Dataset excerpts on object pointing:
● ● ● ● ●

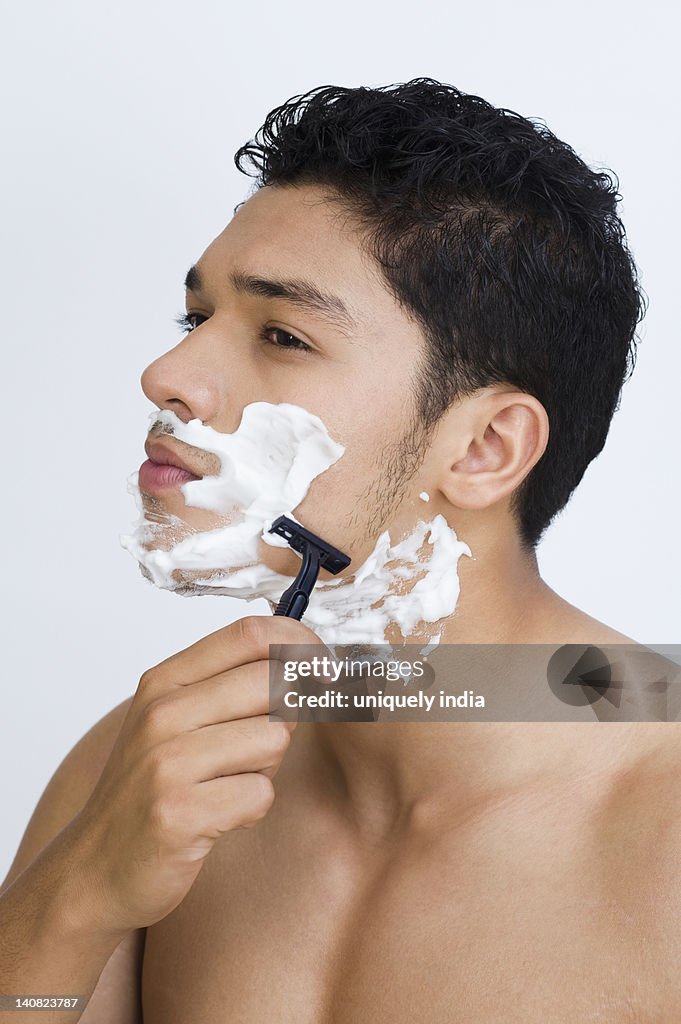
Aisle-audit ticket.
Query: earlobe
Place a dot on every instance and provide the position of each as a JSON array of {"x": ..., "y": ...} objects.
[{"x": 507, "y": 435}]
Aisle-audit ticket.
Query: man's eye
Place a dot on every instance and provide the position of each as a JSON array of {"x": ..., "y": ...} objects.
[
  {"x": 289, "y": 341},
  {"x": 187, "y": 323}
]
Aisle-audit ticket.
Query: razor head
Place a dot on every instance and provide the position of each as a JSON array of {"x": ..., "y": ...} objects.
[{"x": 302, "y": 540}]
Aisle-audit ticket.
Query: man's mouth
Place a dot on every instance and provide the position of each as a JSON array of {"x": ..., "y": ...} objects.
[{"x": 165, "y": 467}]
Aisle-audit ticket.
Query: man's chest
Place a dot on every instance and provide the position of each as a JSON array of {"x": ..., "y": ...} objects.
[{"x": 281, "y": 933}]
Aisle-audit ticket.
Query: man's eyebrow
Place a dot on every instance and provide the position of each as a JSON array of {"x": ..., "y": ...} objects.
[{"x": 299, "y": 292}]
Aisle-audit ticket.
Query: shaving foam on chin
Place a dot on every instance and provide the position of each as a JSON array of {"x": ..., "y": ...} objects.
[{"x": 266, "y": 468}]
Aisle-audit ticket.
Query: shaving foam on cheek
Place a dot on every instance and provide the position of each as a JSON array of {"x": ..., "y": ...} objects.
[{"x": 266, "y": 467}]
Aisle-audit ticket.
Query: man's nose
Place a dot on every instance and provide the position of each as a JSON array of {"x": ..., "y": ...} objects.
[{"x": 181, "y": 381}]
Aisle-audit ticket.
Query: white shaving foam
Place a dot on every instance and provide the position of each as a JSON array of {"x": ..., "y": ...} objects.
[{"x": 266, "y": 467}]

● ● ● ● ●

▸ PROBLEM STATEMENT:
Keep the pictures out of the copy and write out the data exactly as it stands.

▸ CORRECT RESPONSE:
Aisle-audit ticket.
Query: earlobe
Place a dot on every instance and provide the position of each as a JSON array of {"x": ..., "y": ...} objects.
[{"x": 507, "y": 435}]
Aisle-audit ticket.
Query: man's eye
Place a dot on every instance and provide the position of each as a JSON array of {"x": ..., "y": ...} objects.
[
  {"x": 289, "y": 341},
  {"x": 187, "y": 323}
]
Aisle-audit ticket.
Query: razor head
Place a dot on every instance and provide the position of each as a JSON array of {"x": ..., "y": ...} objects.
[{"x": 302, "y": 540}]
Aisle-audit ticket.
Query: man's mouth
Place a dot on every instance and provide the position of each as a JSON array of {"x": ..., "y": ...} objects.
[{"x": 165, "y": 467}]
Aisle-audit ticket.
Query: man's chest
Place a dot on every instance and provide the position of each as a JSON array of {"x": ..., "y": ...} objects.
[{"x": 281, "y": 933}]
Aisle-audit ticket.
Query: man's eyebrow
Place a dot on every instance and provide the position of each as a JSON array of {"x": ..., "y": ...} objects.
[{"x": 299, "y": 292}]
Aisle-audit ticket.
Query: shaving foam on chin
Place a dot on every instance and provide the position of each as a JSON array of {"x": ..., "y": ...} objects.
[{"x": 266, "y": 468}]
Aisle-audit ticket.
Query: shaving foam on cheek
Place a dot on every instance and provide the position of each as a JSON array of {"x": ..., "y": ...} objects.
[{"x": 266, "y": 467}]
Aisle-audit ticket.
Query: man's nose
Place a dot on every instance and provide the position of each as a JSON array of {"x": ..., "y": ...} objects.
[{"x": 181, "y": 381}]
Aisle-audit ticket.
Query: white shaving foam
Place a dot on every instance and provide the position of each as a JSON array of {"x": ..., "y": ...} objects.
[{"x": 266, "y": 467}]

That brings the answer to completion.